▶ Data for analysis
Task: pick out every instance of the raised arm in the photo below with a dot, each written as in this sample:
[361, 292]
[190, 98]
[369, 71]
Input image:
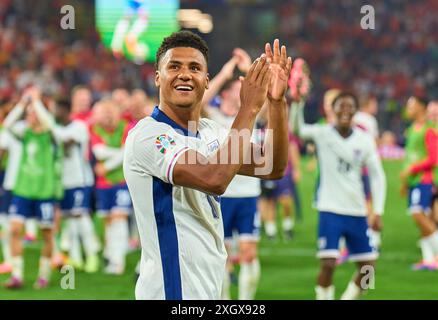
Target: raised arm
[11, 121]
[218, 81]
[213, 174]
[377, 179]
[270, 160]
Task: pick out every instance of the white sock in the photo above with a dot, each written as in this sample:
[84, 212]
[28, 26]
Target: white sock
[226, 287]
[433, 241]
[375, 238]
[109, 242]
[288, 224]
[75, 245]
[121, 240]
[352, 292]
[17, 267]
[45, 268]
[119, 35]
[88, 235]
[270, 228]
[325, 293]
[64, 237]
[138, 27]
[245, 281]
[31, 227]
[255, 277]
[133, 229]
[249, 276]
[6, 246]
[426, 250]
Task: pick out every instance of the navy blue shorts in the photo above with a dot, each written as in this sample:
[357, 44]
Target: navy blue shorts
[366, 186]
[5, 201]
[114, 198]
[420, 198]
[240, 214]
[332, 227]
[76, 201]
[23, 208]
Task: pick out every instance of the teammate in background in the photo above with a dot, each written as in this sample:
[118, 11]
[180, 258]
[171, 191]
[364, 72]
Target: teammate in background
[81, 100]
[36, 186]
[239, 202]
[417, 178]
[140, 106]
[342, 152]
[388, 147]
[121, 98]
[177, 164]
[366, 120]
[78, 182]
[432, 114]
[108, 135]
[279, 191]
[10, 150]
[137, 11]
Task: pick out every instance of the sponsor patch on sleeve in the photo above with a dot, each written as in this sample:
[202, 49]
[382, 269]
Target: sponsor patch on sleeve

▶ Work request
Go through the data and copy every line that includes "sponsor".

▶ Solution for this task
Task: pick out every instance of the sponsor patch on sleeve in the photo above with a dot, each written as in this sample:
Target: sponsor patch on sleeve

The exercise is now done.